- GIVEN REQUEST -
Which of the lines below contain the word "green"? Report each such line in full.

════════════════

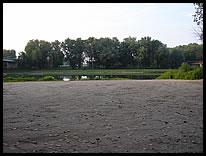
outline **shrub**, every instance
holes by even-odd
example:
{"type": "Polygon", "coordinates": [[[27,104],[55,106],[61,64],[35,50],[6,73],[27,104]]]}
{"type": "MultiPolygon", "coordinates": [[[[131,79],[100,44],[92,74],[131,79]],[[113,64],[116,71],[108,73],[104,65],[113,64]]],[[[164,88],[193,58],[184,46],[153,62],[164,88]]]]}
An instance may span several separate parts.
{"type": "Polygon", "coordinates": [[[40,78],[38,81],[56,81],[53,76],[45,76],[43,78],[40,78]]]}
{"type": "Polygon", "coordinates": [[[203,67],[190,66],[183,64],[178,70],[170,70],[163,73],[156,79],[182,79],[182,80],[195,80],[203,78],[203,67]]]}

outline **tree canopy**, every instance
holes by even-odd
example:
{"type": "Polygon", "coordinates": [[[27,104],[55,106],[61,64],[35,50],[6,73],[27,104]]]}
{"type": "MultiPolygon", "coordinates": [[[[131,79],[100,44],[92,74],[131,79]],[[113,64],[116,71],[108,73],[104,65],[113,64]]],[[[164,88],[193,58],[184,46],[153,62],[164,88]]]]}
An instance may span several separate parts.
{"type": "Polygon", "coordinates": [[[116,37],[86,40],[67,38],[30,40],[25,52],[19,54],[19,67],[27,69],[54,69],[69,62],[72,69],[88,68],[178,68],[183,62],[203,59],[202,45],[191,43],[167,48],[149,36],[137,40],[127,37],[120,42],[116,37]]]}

════════════════

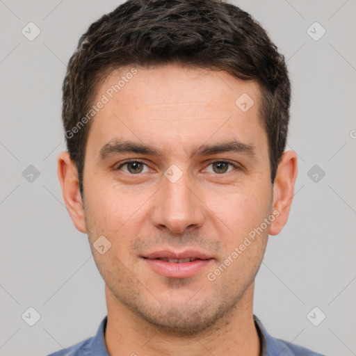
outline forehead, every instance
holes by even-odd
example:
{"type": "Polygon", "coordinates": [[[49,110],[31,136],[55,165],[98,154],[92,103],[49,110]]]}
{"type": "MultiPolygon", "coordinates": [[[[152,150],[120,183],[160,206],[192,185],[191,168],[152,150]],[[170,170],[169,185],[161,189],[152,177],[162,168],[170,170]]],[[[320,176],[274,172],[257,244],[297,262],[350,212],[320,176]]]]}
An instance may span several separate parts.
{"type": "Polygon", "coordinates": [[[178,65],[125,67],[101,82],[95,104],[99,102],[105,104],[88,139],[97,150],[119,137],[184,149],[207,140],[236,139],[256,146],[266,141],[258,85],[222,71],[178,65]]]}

════════════════

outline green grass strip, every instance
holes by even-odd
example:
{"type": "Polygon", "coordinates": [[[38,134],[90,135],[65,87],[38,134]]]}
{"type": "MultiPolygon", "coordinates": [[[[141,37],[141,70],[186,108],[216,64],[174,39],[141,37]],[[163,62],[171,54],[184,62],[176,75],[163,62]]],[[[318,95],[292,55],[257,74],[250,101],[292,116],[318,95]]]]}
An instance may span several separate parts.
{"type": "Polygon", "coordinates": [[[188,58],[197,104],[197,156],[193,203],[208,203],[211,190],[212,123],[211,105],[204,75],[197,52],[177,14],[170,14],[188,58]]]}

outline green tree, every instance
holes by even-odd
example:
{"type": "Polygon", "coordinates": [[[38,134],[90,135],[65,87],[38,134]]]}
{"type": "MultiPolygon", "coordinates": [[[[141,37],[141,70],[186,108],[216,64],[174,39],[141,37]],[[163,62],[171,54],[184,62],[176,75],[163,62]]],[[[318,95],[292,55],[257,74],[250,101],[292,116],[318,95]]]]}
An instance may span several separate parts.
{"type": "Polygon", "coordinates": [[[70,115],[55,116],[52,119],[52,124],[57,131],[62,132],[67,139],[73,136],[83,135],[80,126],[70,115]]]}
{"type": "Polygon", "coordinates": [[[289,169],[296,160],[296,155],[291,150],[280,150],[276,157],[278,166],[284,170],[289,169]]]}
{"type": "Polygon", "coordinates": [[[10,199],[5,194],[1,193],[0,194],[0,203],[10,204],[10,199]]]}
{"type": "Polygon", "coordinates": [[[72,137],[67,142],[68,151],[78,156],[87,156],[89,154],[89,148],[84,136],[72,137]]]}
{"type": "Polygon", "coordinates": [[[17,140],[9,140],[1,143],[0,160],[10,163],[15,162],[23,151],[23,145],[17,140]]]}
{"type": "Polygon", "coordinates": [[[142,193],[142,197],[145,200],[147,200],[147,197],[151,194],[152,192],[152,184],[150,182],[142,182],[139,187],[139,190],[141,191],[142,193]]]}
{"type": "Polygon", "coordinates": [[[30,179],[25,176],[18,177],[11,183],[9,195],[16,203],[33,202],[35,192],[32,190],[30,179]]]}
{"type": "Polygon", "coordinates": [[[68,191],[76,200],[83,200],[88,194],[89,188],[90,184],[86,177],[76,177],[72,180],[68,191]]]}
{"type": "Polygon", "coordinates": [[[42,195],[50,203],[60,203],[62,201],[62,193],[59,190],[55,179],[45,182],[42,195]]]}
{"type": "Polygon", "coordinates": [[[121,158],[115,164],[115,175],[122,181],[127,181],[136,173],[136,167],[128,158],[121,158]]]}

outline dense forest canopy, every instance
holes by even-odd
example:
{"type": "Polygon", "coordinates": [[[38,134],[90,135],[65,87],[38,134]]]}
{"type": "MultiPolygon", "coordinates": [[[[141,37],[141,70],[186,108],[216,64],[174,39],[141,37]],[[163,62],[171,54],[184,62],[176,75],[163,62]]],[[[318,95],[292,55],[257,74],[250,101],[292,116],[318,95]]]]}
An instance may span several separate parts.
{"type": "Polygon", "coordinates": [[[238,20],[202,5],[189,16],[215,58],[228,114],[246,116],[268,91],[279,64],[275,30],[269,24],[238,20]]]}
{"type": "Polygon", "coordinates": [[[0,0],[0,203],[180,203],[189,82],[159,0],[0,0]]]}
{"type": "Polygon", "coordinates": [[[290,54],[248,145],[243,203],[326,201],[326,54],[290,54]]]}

════════════════

- WRITTEN SOLUTION -
outline green grass strip, every instance
outline green tree, every instance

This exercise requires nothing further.